— Begin EXTRACTED MATERIAL —
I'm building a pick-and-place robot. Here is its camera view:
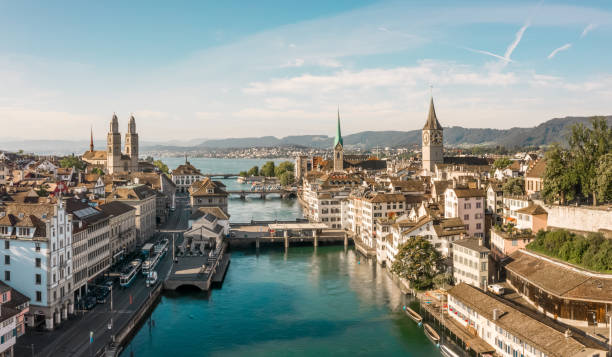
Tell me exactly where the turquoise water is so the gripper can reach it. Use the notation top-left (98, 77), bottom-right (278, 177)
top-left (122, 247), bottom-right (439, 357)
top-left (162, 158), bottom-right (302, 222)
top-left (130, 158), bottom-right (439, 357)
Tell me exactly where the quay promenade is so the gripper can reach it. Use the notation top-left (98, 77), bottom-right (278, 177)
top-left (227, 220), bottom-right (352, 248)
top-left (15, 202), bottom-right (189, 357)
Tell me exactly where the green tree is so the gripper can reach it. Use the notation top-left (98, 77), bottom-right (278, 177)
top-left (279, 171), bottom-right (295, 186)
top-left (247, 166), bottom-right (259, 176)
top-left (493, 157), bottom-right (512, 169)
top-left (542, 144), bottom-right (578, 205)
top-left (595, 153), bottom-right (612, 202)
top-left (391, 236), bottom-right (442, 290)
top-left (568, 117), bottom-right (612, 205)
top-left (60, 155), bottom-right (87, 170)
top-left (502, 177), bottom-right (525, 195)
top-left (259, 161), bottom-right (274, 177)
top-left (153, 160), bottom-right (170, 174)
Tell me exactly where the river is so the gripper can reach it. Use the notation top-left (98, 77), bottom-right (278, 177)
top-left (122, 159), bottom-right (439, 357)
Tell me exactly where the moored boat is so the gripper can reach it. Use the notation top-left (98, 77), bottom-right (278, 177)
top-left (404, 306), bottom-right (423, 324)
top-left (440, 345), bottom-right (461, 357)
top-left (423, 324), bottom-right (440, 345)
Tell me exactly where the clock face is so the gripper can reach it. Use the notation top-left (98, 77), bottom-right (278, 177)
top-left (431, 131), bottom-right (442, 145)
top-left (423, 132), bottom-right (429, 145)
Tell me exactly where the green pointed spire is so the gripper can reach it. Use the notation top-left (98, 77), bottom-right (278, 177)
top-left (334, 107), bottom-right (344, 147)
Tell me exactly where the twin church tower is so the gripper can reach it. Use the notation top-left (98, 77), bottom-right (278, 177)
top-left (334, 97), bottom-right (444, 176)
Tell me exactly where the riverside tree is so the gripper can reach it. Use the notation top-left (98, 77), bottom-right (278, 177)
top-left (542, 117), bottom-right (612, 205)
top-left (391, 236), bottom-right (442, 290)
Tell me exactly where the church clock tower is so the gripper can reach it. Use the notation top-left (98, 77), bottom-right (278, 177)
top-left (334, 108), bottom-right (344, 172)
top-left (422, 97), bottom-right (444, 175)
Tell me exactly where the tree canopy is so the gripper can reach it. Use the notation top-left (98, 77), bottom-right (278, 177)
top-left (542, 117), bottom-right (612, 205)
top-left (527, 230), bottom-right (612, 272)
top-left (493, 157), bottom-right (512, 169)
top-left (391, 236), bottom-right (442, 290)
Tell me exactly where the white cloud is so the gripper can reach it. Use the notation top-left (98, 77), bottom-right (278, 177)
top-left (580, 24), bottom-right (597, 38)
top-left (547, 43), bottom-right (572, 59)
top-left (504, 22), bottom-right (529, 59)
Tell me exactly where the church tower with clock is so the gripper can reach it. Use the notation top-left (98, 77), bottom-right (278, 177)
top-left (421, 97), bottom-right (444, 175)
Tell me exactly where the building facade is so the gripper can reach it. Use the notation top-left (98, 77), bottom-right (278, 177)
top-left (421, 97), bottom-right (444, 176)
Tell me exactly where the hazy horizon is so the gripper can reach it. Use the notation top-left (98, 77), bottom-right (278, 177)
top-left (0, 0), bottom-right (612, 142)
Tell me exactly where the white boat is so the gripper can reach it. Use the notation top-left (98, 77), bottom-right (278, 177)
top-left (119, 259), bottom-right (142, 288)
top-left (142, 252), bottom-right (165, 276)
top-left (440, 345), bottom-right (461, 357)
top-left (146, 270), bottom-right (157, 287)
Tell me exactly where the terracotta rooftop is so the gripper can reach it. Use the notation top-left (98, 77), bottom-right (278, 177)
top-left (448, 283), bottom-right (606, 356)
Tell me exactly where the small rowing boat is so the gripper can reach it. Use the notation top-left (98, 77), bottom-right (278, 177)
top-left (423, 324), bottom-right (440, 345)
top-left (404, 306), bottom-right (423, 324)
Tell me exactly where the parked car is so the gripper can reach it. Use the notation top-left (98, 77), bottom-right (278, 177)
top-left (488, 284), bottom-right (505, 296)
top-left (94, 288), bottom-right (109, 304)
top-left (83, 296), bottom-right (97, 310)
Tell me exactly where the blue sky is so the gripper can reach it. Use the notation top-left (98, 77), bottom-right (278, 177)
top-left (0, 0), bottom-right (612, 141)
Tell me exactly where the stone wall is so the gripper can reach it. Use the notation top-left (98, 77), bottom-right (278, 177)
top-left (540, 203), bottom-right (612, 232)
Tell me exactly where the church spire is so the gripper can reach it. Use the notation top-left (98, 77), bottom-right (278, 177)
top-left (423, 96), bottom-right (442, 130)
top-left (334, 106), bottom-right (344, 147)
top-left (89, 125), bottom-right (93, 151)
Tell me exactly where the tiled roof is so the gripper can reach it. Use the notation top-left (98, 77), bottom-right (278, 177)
— End EXTRACTED MATERIAL —
* **STATED PROBLEM**
Set down the entire listing above word for word, leaving out the pictures.

* **EXERCISE SOLUTION**
I'm building a pick-and-place robot. Here is its camera view:
Tell me exactly where the turquoise water is so the gripper can reach it. Use the notation top-left (98, 77), bottom-right (278, 177)
top-left (122, 247), bottom-right (439, 357)
top-left (162, 158), bottom-right (302, 222)
top-left (130, 158), bottom-right (439, 357)
Tell me exactly where the quay promenade is so the gripper can reach it. Use the notation top-left (98, 77), bottom-right (278, 177)
top-left (227, 220), bottom-right (352, 248)
top-left (15, 202), bottom-right (189, 357)
Tell me exactly where the green tree is so the gripper can reach it. Use the notation top-left (98, 77), bottom-right (278, 177)
top-left (279, 171), bottom-right (295, 186)
top-left (247, 166), bottom-right (259, 176)
top-left (493, 157), bottom-right (512, 169)
top-left (542, 144), bottom-right (578, 205)
top-left (595, 153), bottom-right (612, 202)
top-left (391, 236), bottom-right (442, 290)
top-left (568, 117), bottom-right (612, 205)
top-left (60, 155), bottom-right (87, 170)
top-left (502, 177), bottom-right (525, 195)
top-left (259, 161), bottom-right (274, 177)
top-left (153, 160), bottom-right (170, 174)
Tell me exactly where the river is so the gripper can reach it. Use the notation top-left (98, 77), bottom-right (278, 177)
top-left (122, 159), bottom-right (439, 357)
Tell me exactly where the moored boat is so the gripper can reach it. Use the notation top-left (98, 77), bottom-right (278, 177)
top-left (404, 306), bottom-right (423, 324)
top-left (440, 345), bottom-right (461, 357)
top-left (423, 324), bottom-right (440, 345)
Tell me exactly where the clock face is so the gripper can reach it. Use the notation top-left (98, 77), bottom-right (278, 177)
top-left (431, 131), bottom-right (442, 145)
top-left (423, 132), bottom-right (429, 145)
Tell me exactly where the green pointed spire is so the gripper can reach it. Use the notation top-left (98, 77), bottom-right (278, 177)
top-left (334, 107), bottom-right (344, 147)
Tell me exactly where the twin church tower is so the gripper can reach it. Use the notation top-left (98, 77), bottom-right (278, 177)
top-left (334, 97), bottom-right (444, 176)
Tell me exactly where the riverside tree is so the gripper can reach it. Use the notation top-left (98, 77), bottom-right (278, 177)
top-left (542, 117), bottom-right (612, 205)
top-left (391, 236), bottom-right (442, 290)
Tell me exactly where the church clock tower is so the gripper can reach it. Use the notation top-left (98, 77), bottom-right (278, 177)
top-left (334, 108), bottom-right (344, 172)
top-left (422, 97), bottom-right (444, 175)
Tell me exactly where the tree canopy is so the gripper can reach it. Use the notation top-left (98, 77), bottom-right (278, 177)
top-left (542, 117), bottom-right (612, 205)
top-left (527, 230), bottom-right (612, 272)
top-left (493, 157), bottom-right (512, 169)
top-left (391, 236), bottom-right (442, 290)
Tell me exactly where the white cloud is so the gripper can reach it. Use the notation top-left (98, 77), bottom-right (278, 177)
top-left (580, 24), bottom-right (597, 38)
top-left (547, 43), bottom-right (572, 59)
top-left (504, 22), bottom-right (529, 59)
Tell me exactly where the church tower with clock is so the gripper can reach it. Use the notation top-left (98, 77), bottom-right (278, 177)
top-left (421, 97), bottom-right (444, 175)
Tell me exactly where the building facade is so the gripper can reach it. Use the notation top-left (98, 77), bottom-right (278, 177)
top-left (421, 97), bottom-right (444, 176)
Tell me exactly where the hazy horizon is so the gripper can reach it. Use the notation top-left (98, 77), bottom-right (278, 177)
top-left (0, 0), bottom-right (612, 142)
Tell me exactly where the white boat is so the gripper can reach it. Use the notation top-left (98, 77), bottom-right (278, 177)
top-left (119, 259), bottom-right (142, 288)
top-left (142, 252), bottom-right (165, 276)
top-left (440, 345), bottom-right (461, 357)
top-left (146, 270), bottom-right (157, 287)
Tell me exactly where the terracotta rooftop is so the gripper can reach it. Use the notation top-left (98, 77), bottom-right (278, 177)
top-left (448, 283), bottom-right (606, 356)
Tell me exactly where the small rowing boat is so the gripper can reach it. Use the notation top-left (98, 77), bottom-right (278, 177)
top-left (423, 324), bottom-right (440, 345)
top-left (404, 306), bottom-right (423, 324)
Tell me exactly where the parked car is so the gripper can reach it. Use the notation top-left (98, 77), bottom-right (278, 177)
top-left (488, 284), bottom-right (505, 296)
top-left (94, 288), bottom-right (109, 304)
top-left (83, 296), bottom-right (97, 310)
Tell me exactly where the blue sky is so the gripper can reach it. Use the notation top-left (98, 77), bottom-right (278, 177)
top-left (0, 0), bottom-right (612, 141)
Tell me exactly where the stone wall is so the gripper can reach it. Use the notation top-left (98, 77), bottom-right (278, 177)
top-left (540, 203), bottom-right (612, 232)
Tell me exactly where the church spire is so the gripper can reach it. Use the notation top-left (98, 77), bottom-right (278, 177)
top-left (423, 96), bottom-right (442, 130)
top-left (334, 106), bottom-right (344, 147)
top-left (89, 125), bottom-right (93, 151)
Tell me exactly where the tiled roof is so the gripper can reach it. Use the notation top-left (98, 77), bottom-right (278, 177)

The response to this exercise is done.